**Ejercicios:**
1/ Vuelve a escribir el fragmento del texto sobre Santa Cecilia que comienza con "En el año 1594" y sigue hasta "en símbolo universal.", cambiando "arpa" por "violín".
2/ Prosigue el texto sobre Santa Cecilia a partir de su última oración.
───── Extracto ─────
En el año 1594 el papa de la Iglesia católica oficialmente canonizó a Santa Cecilia. A partir de entonces su figura ha sido venerada por la cristiandad. Su celebración es el 22 de noviembre, fecha que corresponde con su martirologio, y también ha sido mundialmente proclamada como el Día de la Música, padrinazgo que le fue concedido por haber demostrado una atracción irresistible hacia los acordes melodiosos de los instrumentos (el arpa y el órgano, entre otros). Su espíritu sensible y apasionado por este arte convirtió así su nombre en símbolo universal.
Asimismo, en homenaje a ella, hacia finales del siglo XIX, se produjo un significativo movimiento de renovación de la música sacra católica que trascendió bajo el nombre de “cecilianismo”.
Manuel Corona evocó a esta santa para cantarle a la mujer cubana, presumiblemente a alguna criolla que le atrajo, como así surgieron otras canciones dedicadas por él a las muchachas habaneras, algunas de ellas residentes en la denominada zona roja de la capital, frecuentada por el compositor y donde vivían prostitutas y otros personajes del bajo mundo, en tanto gustaba asistir a tertulias familiares en las que hacía gala de sus dotes como músico y compositor.
───── Registros seleccionados ─────
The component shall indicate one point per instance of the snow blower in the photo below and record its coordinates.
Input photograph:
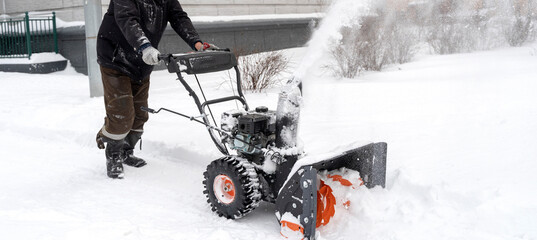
(262, 160)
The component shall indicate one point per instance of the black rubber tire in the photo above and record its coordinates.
(246, 182)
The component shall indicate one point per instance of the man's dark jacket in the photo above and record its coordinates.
(129, 24)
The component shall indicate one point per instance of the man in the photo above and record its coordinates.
(127, 50)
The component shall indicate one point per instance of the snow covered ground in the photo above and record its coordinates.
(461, 155)
(461, 133)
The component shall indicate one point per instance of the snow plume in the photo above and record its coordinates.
(342, 13)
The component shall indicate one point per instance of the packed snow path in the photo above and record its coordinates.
(461, 133)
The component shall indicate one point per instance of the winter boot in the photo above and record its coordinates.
(130, 141)
(114, 158)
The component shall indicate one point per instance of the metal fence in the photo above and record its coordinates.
(20, 38)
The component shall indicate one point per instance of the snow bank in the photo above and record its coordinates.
(34, 59)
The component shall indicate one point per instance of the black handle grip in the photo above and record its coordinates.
(149, 110)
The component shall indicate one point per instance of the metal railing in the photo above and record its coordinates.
(20, 38)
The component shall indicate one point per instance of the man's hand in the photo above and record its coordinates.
(150, 55)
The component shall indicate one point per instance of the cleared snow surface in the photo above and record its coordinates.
(461, 155)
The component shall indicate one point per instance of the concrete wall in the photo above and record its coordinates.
(250, 35)
(73, 10)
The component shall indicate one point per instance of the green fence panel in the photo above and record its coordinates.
(23, 37)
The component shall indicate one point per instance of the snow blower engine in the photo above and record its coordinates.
(262, 160)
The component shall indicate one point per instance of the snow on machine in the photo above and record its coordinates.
(262, 160)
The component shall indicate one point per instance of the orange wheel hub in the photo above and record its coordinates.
(326, 203)
(224, 189)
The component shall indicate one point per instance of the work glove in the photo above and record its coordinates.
(150, 56)
(208, 46)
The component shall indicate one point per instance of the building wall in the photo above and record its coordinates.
(243, 36)
(73, 10)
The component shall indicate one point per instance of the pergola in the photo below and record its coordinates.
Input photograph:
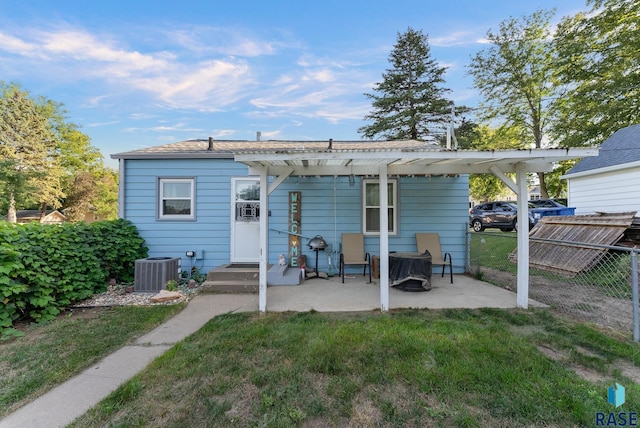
(396, 158)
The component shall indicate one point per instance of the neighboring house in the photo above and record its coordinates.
(211, 197)
(30, 216)
(610, 181)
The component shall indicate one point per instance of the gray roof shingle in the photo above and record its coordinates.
(622, 147)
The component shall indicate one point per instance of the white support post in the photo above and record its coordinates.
(522, 297)
(384, 239)
(264, 238)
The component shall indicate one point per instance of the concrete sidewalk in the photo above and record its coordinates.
(63, 404)
(60, 406)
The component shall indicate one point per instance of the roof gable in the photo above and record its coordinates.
(621, 148)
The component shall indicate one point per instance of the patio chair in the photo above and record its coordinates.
(431, 242)
(353, 253)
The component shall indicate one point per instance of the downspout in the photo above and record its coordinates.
(121, 187)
─────
**Respuestas:**
1/
En el año 1594 el papa de la Iglesia católica oficialmente canonizó a Santa Cecilia. A partir de entonces su figura ha sido venerada por la cristiandad. Su celebración es el 22 de noviembre, fecha que corresponde con su martirologio, y también ha sido mundialmente proclamada como el Día de la Música, padrinazgo que le fue concedido por haber demostrado una atracción irresistible hacia los acordes melodiosos de los instrumentos (el violín y el órgano, entre otros). Su espíritu sensible y apasionado por este arte convirtió así su nombre en símbolo universal.

2/
El mulato alegre y extraordinariamente enamoradizo, desde el año 1903 con La Alfonsa, compuso muchas otras canciones dedicadas a las féminas que lo deslumbraron, piezas entre las que sobresalen, además de las ya mencionadas, las tituladas Mujer divina, A Nena, La niña, Dulce mía —dedicada a Eulogia Real, su verdadero amor—, A Pura, Estela, Dora, A Albertina, Lo que fue Josefina, A Rosa, Mi virgen venerada, A Flora, Dime adiós matancera, Reina mora, Angelina, Migdalia, Las dos indianas, Cachita, y su trilogía más conocida: Longina, Santa Cecilia y Mercedes; estas tres últimas popularizadas por otra trascendental mujer de la trova tradicional cubana, María Teresa Vera (Guanajay, 6 de febrero de 1895-La Habana, 17 de diciembre de 1965), cantante, compositora y guitarrista, figura imprescindible en la historia de la canción trovadoresca insular.
Sin embargo, Corona murió en un total anonimato, víctima de la tuberculosis y el alcoholismo. A su entierro en el Cementerio de Colón concurrieron muy pocas personas, entre estas Sindo Garay, Rosendo Ruiz, Tata Villegas, Pancho Majagua y Gonzalo Roig, quien despidió el duelo.
Una década antes de morir, como presagiando su muerte, compuso el tema titulado Verdad mundana, en el cual expresa: “Hoy que vivo sin nada y decaído / los amigos de ayer no me saludan, /me han llevado al recinto del olvido/ y virando la espalda me repudian”.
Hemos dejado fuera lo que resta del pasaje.